CONSEGNA — Ricopia dal testo sulla coscienza il passo che va da "Qualsiasi opinione o" fino a "pensieri e credenze." incluso, senza cambiare nulla.

TESTO IN ESAME —
>>>
E sappiamo che l'immagine mai può sostituire o realmente rappresentare e convenire quel che è la "sostanza".  Tutto ciò che è all’interno della coscienza è un oggetto della Coscienza. Forse è meglio precisare che il termine Coscienza, pur che rappresenta quanto voglio significare, venga qui sostituito da “Consapevolezza” poiché noi occidentali e soprattutto “cristiani” tendiamo a considerare la coscienza come una qualità morale. 
Si dice “fare l’analisi di coscienza” come se questa coscienza fosse un aspetto dell’anima. Lasciamo anche da parte la considerazione materialista per cui la coscienza è il risultato di processi cerebrali, che è una spiegazione “scientifica” assunta in quanto si ritiene che la nostra capacità di analisi (intelligenza) sia susseguente al processo chimico delle cellule che si comunicano dati. Tutto ciò è la conseguenza del nostro ritenerci il corpo quindi questa considerazione non ci consente di andare “oltre” per percepire lo spirito, in quanto substrato e matrice. Anche qui il termine "percepire" non è propriamente corretto, poiché chi è che percepisce e cosa viene percepito? 
E’ evidente che tutto si svolge all’interno della Coscienza, la coscienza osserva se stessa e comprende se stessa. Intelligenza e coscienza sono la stessa cosa e in verità sono la nostra vera natura.  In qualsiasi modo  consideriamo  noi stessi, una anima un corpo, una mente… non siamo quello poiché  l'Io non puoi essere un oggetto della conoscenza.  
L'Io  è la conoscenza stessa che  nel processo conoscitivo assume  la forma di soggetto oggetto e conoscenza. Fermiamoci comunque al “sentire” interno, quel sentire definito “io”  e che è in verità pura coscienza. Prima di pensare “io sono questo o quello” se ci si ferma al nudo Io..  ci si rende conto che  questa identità assoluta  è priva di qualsiasi attributo...  E’ semplice consapevolezza.
Qualsiasi opinione o descrizione di tale "entità", appartiene all’ego, inizialmente può essere accettata come base  di confronto sulle idee, ma se osserviamo con gli occhi dello “spirito”, che tutti ci accomuna, scopriamo che l’opinione è solo un attaccamento, un riflesso condizionato,  di cui potremmo anche liberarci se vogliamo avanzare in consapevolezza. L’opinione  è una proiezione mentale,  un meccanismo  proiettivo del proprio identificarsi in un set di pensieri e credenze. 
Dal punto di vista dello "spiritualità laica" non ha importanza sforzarsi per sancire la supremazia della propria opinione. Si esprime l’opinione come un gesto, come una naturale e spontanea affermazione della persona che noi “incarniamo”. Quella persona è un personaggio nella commedia della vita, è giusto che si esprima ma non è necessario che prevalga. Quando si comprende la complementarietà di ogni aspetto e forma dell’esistente ci si limita a svolgere la propria funzione, nel modo più accurato, senza sentirsi né responsabili né portatori di un messaggio superiore.
<<<
INSIEME DEI RECORD —
>>>
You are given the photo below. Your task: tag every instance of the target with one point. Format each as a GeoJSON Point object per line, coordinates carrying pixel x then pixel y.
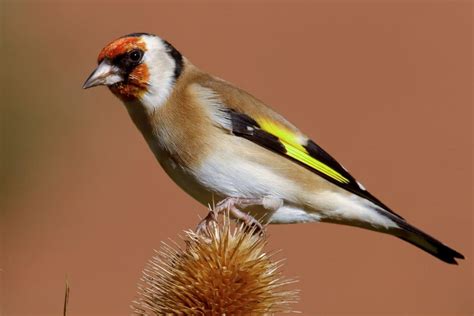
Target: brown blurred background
{"type": "Point", "coordinates": [385, 87]}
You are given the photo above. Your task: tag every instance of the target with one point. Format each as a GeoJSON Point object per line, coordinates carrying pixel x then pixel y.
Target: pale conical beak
{"type": "Point", "coordinates": [105, 74]}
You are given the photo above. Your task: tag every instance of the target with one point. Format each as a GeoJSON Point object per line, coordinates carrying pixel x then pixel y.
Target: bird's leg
{"type": "Point", "coordinates": [231, 204]}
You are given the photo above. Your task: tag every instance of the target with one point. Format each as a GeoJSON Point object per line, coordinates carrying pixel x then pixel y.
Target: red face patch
{"type": "Point", "coordinates": [121, 46]}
<<<
RISPOSTA —
Qualsiasi opinione o descrizione di tale "entità", appartiene all’ego, inizialmente può essere accettata come base  di confronto sulle idee, ma se osserviamo con gli occhi dello “spirito”, che tutti ci accomuna, scopriamo che l’opinione è solo un attaccamento, un riflesso condizionato,  di cui potremmo anche liberarci se vogliamo avanzare in consapevolezza. L’opinione  è una proiezione mentale,  un meccanismo  proiettivo del proprio identificarsi in un set di pensieri e credenze.